Records from a data collection:
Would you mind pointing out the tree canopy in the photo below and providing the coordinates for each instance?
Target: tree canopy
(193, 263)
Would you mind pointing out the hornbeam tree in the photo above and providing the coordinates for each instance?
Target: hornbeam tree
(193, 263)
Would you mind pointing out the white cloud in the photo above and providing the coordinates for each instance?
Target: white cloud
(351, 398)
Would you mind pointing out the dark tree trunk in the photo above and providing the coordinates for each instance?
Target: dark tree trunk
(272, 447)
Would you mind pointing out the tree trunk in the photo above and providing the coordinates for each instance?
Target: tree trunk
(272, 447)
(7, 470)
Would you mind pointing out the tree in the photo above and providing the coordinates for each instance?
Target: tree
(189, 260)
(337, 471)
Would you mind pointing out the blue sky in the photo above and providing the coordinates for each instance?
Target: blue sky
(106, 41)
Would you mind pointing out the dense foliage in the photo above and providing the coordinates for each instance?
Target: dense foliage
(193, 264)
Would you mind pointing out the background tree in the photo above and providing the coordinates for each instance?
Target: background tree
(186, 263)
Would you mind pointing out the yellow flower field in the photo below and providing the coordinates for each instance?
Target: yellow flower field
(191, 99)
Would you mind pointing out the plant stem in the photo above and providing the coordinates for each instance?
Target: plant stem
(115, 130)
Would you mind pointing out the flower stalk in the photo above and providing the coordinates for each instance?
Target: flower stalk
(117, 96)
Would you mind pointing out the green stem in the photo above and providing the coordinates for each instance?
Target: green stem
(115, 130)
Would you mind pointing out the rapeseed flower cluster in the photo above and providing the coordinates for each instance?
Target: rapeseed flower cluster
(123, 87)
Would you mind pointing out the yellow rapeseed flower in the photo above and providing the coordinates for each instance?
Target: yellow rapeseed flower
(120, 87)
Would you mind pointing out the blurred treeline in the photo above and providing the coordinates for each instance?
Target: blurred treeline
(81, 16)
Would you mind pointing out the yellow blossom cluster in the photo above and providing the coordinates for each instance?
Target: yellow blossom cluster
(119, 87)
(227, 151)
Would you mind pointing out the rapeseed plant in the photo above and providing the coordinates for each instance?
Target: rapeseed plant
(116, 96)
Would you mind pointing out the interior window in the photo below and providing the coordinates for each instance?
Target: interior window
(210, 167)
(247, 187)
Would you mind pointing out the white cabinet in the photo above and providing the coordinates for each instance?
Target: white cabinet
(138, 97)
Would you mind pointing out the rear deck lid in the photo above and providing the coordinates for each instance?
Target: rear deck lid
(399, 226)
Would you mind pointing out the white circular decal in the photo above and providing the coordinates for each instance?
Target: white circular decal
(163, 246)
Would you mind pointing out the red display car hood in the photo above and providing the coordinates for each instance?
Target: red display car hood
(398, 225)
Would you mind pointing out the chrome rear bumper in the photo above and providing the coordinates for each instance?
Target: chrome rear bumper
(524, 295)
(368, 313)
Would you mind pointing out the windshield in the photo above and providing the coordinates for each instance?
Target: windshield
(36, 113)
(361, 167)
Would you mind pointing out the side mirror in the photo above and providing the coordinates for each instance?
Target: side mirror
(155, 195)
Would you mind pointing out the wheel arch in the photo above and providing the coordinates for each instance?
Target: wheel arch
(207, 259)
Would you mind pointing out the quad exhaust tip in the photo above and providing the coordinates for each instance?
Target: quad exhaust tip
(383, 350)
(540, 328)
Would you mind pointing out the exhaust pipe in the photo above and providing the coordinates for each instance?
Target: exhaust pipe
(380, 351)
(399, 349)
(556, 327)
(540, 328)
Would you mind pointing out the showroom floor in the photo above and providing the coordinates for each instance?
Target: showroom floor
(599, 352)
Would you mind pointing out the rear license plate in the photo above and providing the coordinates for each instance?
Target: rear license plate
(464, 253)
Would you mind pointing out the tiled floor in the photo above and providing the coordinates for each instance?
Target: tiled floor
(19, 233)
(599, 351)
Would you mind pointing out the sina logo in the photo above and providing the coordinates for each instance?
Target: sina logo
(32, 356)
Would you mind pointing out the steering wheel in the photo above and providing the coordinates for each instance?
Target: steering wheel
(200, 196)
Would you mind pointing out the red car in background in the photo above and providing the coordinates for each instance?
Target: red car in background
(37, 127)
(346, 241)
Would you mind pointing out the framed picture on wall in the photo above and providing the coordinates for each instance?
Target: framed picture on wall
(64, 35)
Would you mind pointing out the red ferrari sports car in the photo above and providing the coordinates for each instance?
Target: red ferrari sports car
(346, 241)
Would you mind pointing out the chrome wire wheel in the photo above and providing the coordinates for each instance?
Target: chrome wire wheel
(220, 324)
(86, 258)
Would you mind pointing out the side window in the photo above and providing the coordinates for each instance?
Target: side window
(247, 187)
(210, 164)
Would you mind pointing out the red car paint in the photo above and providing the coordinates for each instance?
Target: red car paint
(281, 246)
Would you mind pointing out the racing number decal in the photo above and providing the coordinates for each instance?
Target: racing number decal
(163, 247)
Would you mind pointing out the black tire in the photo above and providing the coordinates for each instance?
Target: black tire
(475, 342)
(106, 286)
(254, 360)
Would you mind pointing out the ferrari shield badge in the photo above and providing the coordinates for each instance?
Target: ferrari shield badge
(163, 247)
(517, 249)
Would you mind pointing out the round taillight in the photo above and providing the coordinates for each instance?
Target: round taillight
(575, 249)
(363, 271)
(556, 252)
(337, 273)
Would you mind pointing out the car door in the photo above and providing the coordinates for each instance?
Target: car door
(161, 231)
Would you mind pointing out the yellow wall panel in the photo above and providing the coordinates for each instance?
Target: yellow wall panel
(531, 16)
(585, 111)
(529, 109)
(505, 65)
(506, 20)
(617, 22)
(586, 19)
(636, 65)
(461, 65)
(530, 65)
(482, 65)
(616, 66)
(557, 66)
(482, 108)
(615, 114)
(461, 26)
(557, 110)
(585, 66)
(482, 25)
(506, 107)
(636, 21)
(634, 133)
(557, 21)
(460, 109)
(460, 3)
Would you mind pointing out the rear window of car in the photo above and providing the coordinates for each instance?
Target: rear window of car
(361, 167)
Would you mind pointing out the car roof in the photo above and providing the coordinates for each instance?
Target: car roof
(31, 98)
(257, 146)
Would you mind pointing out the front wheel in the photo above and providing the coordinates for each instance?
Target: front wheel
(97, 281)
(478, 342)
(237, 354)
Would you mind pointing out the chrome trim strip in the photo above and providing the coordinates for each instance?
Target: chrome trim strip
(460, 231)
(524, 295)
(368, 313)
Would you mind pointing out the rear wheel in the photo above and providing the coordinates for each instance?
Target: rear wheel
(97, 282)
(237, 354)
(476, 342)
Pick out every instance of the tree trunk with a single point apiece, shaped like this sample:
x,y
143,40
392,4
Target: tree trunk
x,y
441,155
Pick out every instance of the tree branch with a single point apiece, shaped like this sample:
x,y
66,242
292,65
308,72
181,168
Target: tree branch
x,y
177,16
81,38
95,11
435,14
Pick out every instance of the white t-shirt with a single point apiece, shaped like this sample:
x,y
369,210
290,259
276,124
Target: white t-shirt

AIM OF THE EXERCISE: Nothing outside the span should appear: transcribe the lines from the one containing "Target: rear window of car" through the last line of the records.

EXERCISE RESPONSE:
Target: rear window of car
(361, 167)
Would you mind pointing out the car roof in the photo above and providing the coordinates for each instance?
Target: car roof
(31, 98)
(257, 146)
Would you mind pointing out the front wheel in the photo above and providing the coordinates for each instance?
Target: front wheel
(97, 281)
(478, 342)
(237, 354)
Would you mind pointing out the chrome trim strip in the photo above and providing the coordinates for each instance?
Target: chrome trim strip
(460, 231)
(524, 295)
(368, 313)
Would you mind pointing out the rear wheel in the photo above and providing the coordinates for each instance?
Target: rear wheel
(97, 282)
(237, 354)
(476, 342)
Pick out every instance of the tree trunk with a single point apiece, shaped like this sample:
x,y
143,40
392,4
Target: tree trunk
x,y
441,155
Pick out every instance of the tree branch with a single point apiece, shaped like this sample:
x,y
66,242
292,65
308,72
181,168
Target: tree branch
x,y
177,16
81,38
95,11
435,14
Pick out every instance of the white t-shirt with a single point apiece, shaped like this sample:
x,y
369,210
290,259
276,124
Target: white t-shirt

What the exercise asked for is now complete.